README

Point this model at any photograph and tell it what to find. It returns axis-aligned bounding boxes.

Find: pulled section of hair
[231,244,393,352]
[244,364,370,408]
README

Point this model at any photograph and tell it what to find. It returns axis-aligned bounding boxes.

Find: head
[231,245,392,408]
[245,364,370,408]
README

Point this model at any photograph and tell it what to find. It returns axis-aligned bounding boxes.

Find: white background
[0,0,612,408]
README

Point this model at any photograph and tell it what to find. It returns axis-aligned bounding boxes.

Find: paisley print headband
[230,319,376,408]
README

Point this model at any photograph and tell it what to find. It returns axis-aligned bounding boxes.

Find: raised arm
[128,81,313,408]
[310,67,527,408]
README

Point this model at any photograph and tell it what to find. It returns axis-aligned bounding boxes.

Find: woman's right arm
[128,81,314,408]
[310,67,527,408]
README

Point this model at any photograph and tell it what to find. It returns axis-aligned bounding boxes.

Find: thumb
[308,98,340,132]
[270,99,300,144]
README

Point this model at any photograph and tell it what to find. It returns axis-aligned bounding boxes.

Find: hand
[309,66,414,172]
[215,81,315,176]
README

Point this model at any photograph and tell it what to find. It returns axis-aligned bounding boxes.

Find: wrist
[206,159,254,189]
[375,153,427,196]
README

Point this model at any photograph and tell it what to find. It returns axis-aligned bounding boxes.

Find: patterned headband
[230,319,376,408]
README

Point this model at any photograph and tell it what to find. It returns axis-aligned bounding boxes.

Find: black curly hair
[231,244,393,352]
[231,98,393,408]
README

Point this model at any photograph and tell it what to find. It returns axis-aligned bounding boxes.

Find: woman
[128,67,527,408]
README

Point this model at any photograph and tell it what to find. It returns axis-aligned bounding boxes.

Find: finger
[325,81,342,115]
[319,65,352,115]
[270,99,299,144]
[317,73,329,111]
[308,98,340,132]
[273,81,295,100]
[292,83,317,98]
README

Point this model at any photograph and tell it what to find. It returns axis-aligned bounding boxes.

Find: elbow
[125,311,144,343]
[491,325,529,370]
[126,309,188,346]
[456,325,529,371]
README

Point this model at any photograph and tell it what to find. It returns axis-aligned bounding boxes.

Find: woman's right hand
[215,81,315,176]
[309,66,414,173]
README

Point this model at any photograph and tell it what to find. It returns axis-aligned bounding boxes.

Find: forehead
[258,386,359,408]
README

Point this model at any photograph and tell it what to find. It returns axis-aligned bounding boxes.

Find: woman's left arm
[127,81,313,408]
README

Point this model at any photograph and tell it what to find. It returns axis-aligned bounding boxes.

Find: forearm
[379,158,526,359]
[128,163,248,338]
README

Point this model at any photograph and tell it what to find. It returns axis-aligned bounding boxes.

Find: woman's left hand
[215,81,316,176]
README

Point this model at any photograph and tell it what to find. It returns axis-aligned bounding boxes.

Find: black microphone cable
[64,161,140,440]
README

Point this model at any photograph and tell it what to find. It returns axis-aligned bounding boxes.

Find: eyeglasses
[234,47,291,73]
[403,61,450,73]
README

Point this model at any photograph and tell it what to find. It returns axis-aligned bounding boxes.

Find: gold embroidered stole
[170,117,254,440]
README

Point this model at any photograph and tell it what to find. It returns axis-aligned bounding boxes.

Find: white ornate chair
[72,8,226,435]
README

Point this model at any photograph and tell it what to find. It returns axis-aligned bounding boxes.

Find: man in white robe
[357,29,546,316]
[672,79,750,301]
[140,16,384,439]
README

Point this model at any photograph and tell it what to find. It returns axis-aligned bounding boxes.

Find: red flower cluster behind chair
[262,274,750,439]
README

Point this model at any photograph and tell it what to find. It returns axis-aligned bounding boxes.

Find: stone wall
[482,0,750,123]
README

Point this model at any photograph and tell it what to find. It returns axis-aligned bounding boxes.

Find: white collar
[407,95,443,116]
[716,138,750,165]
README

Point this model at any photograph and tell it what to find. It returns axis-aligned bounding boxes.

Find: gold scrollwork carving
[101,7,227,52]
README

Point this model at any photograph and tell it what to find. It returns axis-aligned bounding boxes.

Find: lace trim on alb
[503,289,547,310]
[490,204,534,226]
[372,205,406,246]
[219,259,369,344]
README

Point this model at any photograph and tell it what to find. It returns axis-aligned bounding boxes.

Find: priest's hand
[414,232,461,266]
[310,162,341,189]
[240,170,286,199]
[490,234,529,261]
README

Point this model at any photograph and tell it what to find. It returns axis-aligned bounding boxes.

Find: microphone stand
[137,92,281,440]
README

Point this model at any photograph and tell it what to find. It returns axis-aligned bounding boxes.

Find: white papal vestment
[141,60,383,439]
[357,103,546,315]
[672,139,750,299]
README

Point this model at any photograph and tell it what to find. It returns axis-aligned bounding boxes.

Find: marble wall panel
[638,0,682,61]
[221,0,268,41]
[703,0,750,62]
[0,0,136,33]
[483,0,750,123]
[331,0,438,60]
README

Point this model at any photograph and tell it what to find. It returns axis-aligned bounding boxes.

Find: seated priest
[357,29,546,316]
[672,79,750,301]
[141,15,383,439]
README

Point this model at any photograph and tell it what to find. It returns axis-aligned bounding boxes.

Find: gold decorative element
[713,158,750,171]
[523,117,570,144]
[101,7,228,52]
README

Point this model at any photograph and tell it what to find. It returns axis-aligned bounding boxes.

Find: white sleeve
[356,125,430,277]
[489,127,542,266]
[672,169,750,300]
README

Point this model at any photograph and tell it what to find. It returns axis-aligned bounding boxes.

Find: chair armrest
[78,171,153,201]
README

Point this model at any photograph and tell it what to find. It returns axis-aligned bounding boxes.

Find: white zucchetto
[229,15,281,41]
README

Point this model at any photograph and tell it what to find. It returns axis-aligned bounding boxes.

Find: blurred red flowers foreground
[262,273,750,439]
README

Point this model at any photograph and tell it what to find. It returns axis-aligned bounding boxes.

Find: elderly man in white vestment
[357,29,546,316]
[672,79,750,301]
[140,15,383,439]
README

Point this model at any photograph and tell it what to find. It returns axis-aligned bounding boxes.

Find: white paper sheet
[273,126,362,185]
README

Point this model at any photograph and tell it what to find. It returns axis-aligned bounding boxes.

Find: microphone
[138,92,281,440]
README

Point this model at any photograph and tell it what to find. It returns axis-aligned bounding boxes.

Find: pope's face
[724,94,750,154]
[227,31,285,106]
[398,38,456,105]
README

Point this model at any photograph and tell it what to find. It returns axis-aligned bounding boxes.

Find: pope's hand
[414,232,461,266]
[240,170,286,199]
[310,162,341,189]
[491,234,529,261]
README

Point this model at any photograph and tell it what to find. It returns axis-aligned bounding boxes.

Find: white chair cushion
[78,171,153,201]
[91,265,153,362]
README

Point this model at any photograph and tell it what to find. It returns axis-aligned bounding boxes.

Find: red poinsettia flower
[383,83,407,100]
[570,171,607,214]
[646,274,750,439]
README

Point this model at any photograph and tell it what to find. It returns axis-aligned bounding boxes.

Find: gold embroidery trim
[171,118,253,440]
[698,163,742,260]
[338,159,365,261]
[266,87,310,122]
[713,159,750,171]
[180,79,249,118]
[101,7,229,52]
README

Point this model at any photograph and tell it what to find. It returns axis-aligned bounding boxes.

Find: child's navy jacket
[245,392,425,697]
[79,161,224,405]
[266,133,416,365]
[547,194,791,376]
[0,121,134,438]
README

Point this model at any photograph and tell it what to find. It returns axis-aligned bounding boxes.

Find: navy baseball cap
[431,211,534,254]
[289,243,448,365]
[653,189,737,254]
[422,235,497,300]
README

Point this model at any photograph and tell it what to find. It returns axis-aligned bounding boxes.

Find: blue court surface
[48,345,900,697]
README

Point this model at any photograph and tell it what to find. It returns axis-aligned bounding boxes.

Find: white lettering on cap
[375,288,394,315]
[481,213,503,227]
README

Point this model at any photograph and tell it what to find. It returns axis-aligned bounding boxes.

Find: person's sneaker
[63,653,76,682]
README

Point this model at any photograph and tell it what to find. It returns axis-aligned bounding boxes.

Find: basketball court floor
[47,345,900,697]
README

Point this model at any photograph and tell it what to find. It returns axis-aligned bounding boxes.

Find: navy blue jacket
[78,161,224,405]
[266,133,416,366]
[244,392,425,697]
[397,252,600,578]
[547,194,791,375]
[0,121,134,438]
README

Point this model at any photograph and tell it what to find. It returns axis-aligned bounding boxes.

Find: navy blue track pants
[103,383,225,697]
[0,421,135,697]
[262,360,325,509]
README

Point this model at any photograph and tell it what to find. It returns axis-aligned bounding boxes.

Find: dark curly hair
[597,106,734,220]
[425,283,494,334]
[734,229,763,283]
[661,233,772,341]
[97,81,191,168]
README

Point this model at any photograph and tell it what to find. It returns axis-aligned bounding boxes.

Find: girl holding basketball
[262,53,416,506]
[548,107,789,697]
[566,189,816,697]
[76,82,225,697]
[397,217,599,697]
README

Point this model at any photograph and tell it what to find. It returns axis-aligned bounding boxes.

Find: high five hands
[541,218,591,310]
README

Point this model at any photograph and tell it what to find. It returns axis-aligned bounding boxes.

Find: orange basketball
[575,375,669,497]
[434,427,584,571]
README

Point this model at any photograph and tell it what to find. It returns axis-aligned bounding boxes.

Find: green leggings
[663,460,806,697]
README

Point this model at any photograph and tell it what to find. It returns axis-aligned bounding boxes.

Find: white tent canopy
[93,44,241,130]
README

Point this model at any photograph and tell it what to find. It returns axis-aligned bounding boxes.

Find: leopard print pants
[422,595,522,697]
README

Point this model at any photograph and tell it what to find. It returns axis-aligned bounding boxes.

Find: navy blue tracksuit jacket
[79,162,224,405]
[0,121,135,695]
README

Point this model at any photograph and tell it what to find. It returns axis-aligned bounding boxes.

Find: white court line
# # #
## Work to be completed
Report every line above that contains the string "trim", copying each one in full. Case counts.

## Answer in full
Find: lace trim on alb
Find: gold embroidery trim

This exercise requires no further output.